- TASKS FOR THIS EXERCISE:
A: In the passage on fiscal relations between the Bund and the Länder, in what year did the Constitutional Court rule that states facing financial hardship were entitled to financial support?
B: Based on the passage about fiscal relations between the Bund and the Länder, explain in one to three sentences the grounds Saarland and Bremen gave for asking the Constitutional Court to require transfer payments from the Bund.
C: Carry on the passage about fiscal relations between the Bund and the Länder, starting after its final sentence.

- DOCUMENT EXCERPT:
= = = = = = =
Three important developments are noteworthy, corresponding to three distinct phases in fiscal relations between the Bund and the Länder. First, in 1988 the states of Saarland and Bremen turned to the Constitutional Court to mandate the Bund into transfer payments to cope with their high debt ratios (Seitz, 2000, provides details). They successfully claimed that their high debts were the result of adverse economic developments not under their control, and that, unless they received payments from the Bund, they would be unable to carry out their constitutionally-determined spending mandates. In 1992, the Court ruled that states experiencing financial hardship were entitled to financial support (often referred to as “bail-out” payments). Second, the size of the fiscal equalization system expanded considerably in 1995 when the new Länder (including the city state of Berlin) entered the system (the so called Solidarity Pact I).10 Finally, following a successful legal challenge with the Constitutional Court by three richer Länder (Baden-W., Bavaria, and Hesse), a new Solidarity Pact II came into effect in 2005. Financial stress payments to Bremen and Saarland were to be discontinued, and supplementary transfers to Eastern Germany would be gradually phased out by 2019.11

At the same time, in October 2006, in a landmark decision, the Constitutional Court rejected a bail-out claim by the city state of Berlin, which had sued the federal government stating that its extreme fiscal distress could not be escaped on its own (its debt had reached over 70 percent of its own GDP). Although too soon to say, many observers believe that this decision would significantly impact the behavior of Länder in the future, in particular by reducing their expectation for bail-out from the federal government.
= = = = = = =
- STORED ROWS:
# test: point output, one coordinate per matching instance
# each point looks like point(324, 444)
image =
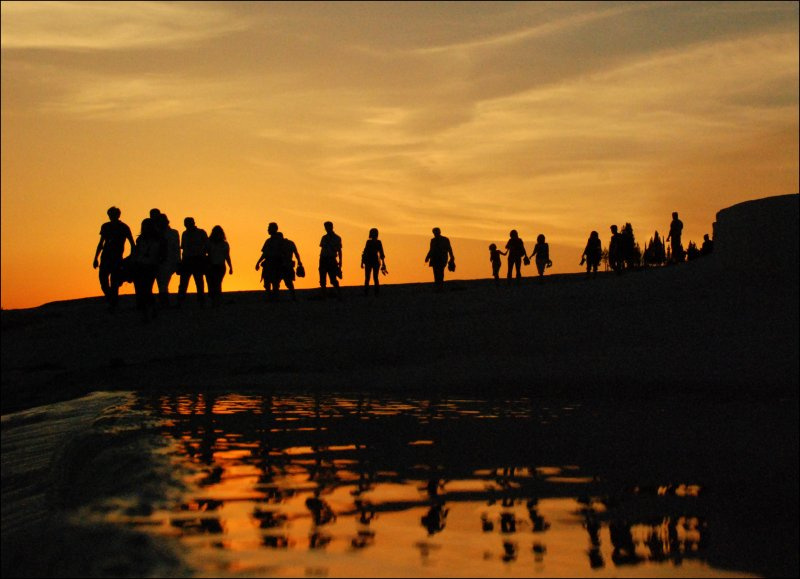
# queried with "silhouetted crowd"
point(159, 252)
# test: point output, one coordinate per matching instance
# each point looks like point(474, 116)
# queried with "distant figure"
point(440, 255)
point(515, 248)
point(110, 249)
point(675, 232)
point(286, 270)
point(330, 260)
point(194, 260)
point(219, 253)
point(631, 256)
point(494, 258)
point(654, 253)
point(708, 246)
point(615, 250)
point(170, 265)
point(592, 254)
point(373, 259)
point(271, 259)
point(148, 254)
point(542, 254)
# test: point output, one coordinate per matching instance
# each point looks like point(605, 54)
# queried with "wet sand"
point(680, 330)
point(693, 332)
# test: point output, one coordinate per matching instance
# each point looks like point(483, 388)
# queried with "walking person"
point(110, 249)
point(592, 254)
point(494, 259)
point(675, 232)
point(193, 260)
point(330, 260)
point(516, 252)
point(541, 252)
point(170, 264)
point(219, 253)
point(440, 255)
point(150, 251)
point(271, 261)
point(372, 260)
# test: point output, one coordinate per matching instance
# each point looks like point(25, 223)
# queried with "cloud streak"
point(91, 26)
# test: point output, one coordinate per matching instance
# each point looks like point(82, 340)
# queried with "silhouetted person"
point(692, 252)
point(170, 264)
point(675, 232)
point(708, 246)
point(654, 253)
point(541, 253)
point(219, 253)
point(286, 272)
point(373, 260)
point(494, 258)
point(592, 253)
point(629, 253)
point(330, 260)
point(110, 249)
point(148, 254)
point(615, 250)
point(516, 251)
point(271, 261)
point(440, 255)
point(193, 261)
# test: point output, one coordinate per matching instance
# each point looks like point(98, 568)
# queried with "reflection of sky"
point(477, 117)
point(247, 509)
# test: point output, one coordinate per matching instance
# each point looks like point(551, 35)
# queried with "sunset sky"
point(554, 118)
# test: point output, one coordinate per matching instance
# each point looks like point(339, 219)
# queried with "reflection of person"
point(330, 260)
point(440, 255)
point(592, 253)
point(675, 232)
point(494, 258)
point(110, 248)
point(516, 251)
point(219, 253)
point(434, 519)
point(193, 261)
point(372, 260)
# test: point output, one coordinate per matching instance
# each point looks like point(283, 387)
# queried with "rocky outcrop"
point(759, 236)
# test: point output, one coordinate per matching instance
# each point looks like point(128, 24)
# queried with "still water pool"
point(367, 485)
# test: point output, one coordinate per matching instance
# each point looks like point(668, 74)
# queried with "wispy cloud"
point(86, 26)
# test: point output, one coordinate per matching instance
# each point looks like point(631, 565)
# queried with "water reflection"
point(459, 484)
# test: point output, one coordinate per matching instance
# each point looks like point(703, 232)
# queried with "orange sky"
point(554, 118)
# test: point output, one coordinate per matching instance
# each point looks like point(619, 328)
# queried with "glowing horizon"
point(556, 118)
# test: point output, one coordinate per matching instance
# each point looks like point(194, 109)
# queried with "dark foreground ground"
point(687, 329)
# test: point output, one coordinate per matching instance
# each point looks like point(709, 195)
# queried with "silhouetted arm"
point(98, 250)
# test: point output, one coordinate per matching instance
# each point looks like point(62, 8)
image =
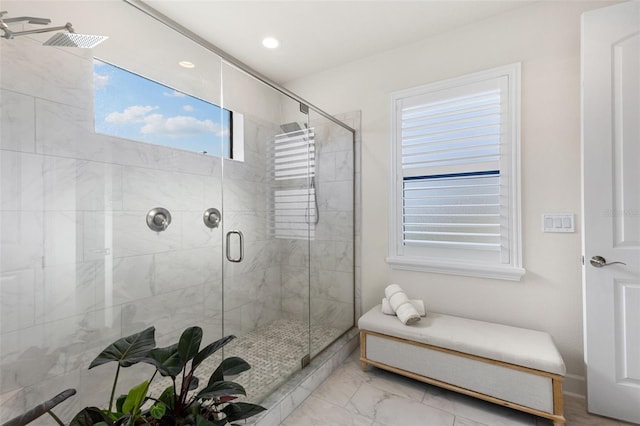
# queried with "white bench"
point(514, 367)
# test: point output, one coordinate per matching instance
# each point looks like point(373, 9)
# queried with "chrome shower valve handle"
point(158, 219)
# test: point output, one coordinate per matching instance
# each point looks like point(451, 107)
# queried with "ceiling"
point(319, 35)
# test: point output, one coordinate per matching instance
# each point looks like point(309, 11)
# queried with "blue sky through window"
point(129, 106)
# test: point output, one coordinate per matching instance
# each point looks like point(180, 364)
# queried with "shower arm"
point(8, 34)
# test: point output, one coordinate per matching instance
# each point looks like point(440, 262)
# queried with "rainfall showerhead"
point(71, 39)
point(68, 39)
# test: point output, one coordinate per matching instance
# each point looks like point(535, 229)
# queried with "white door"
point(611, 208)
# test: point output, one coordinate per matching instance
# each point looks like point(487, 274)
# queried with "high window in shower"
point(131, 106)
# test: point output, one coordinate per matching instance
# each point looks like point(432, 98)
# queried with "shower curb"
point(293, 392)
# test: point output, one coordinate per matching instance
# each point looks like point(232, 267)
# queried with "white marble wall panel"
point(145, 189)
point(63, 242)
point(335, 196)
point(238, 196)
point(21, 235)
point(17, 303)
point(185, 268)
point(248, 317)
point(66, 131)
point(58, 76)
point(131, 280)
point(332, 286)
point(195, 234)
point(21, 182)
point(132, 237)
point(59, 183)
point(335, 225)
point(168, 312)
point(17, 118)
point(99, 186)
point(261, 286)
point(65, 290)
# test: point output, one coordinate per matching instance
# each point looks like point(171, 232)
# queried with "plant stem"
point(56, 418)
point(113, 389)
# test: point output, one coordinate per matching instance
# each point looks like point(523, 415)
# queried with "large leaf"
point(39, 410)
point(201, 421)
point(241, 410)
point(189, 343)
point(90, 416)
point(229, 367)
point(166, 360)
point(127, 350)
point(135, 398)
point(219, 389)
point(157, 410)
point(209, 350)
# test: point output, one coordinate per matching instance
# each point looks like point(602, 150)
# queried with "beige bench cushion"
point(520, 346)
= = = = = = =
- RESULTS FOR THE EXERCISE:
A: 1992

B: They argued that their high debts came from adverse economic developments outside their control. They also said that without payments from the Bund they could not carry out their constitutionally determined spending mandates.

C:
B. Potential Implications of Transfers

The combination of heavy reliance on transfers and limited tax autonomy, present in Germany, is considered a mix with potentially adverse consequences. The literature identifies a number of possible implications, three of which are discussed below.

Soft budget constraint/pro-deficit pro-debt bias

There seems to be a pro-deficit bias in federations/decentralized countries where transfer dependence is high (Rodden et al., 2003). Transfers induce a “common pool” problem, where recipients perceive that the costs of their spending decisions are funded by taxpayers in other jurisdictions, and therefore do not face incentives to use the money effectively. This, over time, leads to overspending and/or undertaxing, resulting in deficit and debt accumulation. This “soft budget constraint” problem arises when the central government cannot commit to a (consistent over time) budget constraint for subnational governments; these, in turn, expect to be rescued by the center if they pursue irresponsible fiscal policies, thus weakening their incentives to “behave” in the first place. The bail-outs of Bremen and Saarland in the early 1990s confirmed the presence of soft budgets.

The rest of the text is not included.